Directions for this task —
Answer these from the text on Obamacare and dependent coverage below.
(a) Under what did the major group that enrolled in Obamacare policies sign up?
(b) At what maximum age of dependent coverage does the text wonder whether enough young healthy people would have signed up?
(c) At what age, and in which month, would Marguerite Moniot age out of her parent's plan?

Extracted text —

However, that was not the case. Instead, the major group that enrolled in Obamacare policies were done so under the Medicaid expansion and were older and less healthy individuals which required more payout of benefits than premium money coming in. This is one of the major reasons so many healthcare insurance providers have dropped policies and plans and pulled out of the Obamacare market altogether.

One can’t help but wonder if the maximum age of dependent coverage had been left at 21, if enough young healthy people would have signed up for healthcare? Guess we’ll never know.

Whether the maximum dependent age is 21 or 25, those young adults are still facing a healthcare insurance cliff that is getting higher and higher or should I say has a longer and longer fall than before.

What do these young adults do if they don’t have healthcare coverage through an employer, once they reach that age just beyond the maximum dependent coverage?

The process can be confusing and daunting, let along expensive. Meet one such young lady who faced the cliff at 26:

Marguerite Moniot felt frustrated and flummoxed, despite the many hours she spent in front of the computer this year reading consumer reviews of health insurance plans offered on the individual market in Virginia. Moniot was preparing to buy a policy of her own, knowing she would age out of her parent’s plan when she turned 26 in October.”

Data provided —
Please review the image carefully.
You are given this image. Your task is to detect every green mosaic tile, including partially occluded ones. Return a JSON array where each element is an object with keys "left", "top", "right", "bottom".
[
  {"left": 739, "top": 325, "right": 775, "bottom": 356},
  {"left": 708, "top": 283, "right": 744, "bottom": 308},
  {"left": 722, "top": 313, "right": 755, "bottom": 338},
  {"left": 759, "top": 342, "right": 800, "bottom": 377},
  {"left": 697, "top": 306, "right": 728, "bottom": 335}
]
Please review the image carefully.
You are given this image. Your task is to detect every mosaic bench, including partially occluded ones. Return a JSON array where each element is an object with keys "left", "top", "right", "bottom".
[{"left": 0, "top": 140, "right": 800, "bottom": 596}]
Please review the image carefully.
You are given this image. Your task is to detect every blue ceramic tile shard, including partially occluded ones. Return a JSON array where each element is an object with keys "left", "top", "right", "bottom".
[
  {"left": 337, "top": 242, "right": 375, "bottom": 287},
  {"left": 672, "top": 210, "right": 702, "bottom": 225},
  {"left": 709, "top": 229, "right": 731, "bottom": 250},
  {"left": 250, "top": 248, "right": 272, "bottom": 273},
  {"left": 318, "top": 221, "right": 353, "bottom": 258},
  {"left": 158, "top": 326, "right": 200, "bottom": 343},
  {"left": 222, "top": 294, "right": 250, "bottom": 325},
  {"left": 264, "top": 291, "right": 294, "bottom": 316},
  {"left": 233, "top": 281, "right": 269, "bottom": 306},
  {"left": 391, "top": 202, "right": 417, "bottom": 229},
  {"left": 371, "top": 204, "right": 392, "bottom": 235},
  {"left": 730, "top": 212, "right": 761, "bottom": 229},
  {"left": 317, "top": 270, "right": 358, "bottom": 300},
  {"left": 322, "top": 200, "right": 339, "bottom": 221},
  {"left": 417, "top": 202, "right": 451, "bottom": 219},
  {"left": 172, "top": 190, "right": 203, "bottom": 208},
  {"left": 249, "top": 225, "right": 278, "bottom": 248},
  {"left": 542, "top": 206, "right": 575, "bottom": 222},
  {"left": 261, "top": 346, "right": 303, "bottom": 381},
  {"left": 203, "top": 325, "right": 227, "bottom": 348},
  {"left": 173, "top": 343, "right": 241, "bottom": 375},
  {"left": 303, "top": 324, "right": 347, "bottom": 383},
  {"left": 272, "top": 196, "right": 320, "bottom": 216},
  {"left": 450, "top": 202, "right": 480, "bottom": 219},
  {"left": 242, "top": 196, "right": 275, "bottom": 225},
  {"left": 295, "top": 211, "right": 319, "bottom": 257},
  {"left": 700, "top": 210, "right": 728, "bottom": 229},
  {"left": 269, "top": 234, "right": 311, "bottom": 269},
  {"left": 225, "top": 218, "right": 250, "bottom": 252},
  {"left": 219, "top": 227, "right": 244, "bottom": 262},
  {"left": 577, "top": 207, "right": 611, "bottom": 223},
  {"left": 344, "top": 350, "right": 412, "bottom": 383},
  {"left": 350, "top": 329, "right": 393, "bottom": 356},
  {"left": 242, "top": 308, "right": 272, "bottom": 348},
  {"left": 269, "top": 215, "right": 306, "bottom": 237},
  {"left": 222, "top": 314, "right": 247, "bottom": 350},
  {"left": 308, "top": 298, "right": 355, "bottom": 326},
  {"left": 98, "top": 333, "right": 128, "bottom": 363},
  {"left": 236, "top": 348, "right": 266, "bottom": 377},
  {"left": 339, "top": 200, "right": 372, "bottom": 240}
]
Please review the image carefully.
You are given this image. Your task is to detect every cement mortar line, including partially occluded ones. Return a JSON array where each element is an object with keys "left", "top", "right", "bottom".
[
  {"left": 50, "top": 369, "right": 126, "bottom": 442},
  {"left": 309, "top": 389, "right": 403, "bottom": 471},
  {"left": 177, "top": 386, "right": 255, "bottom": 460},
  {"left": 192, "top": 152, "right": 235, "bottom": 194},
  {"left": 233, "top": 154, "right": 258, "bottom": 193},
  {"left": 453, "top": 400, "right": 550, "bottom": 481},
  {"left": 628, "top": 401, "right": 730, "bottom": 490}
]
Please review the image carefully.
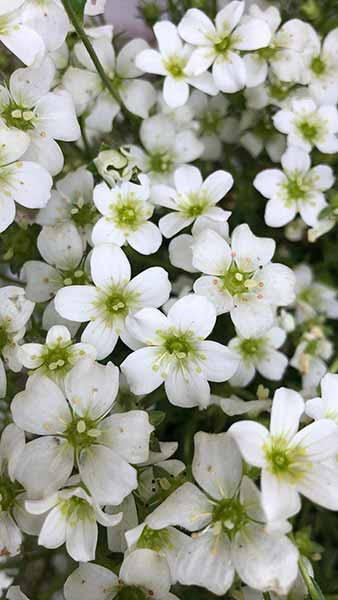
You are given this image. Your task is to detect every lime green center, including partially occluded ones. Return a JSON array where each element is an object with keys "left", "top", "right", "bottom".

Exercise output —
(a) The Medicaid expansion.
(b) 21.
(c) At 26, in October.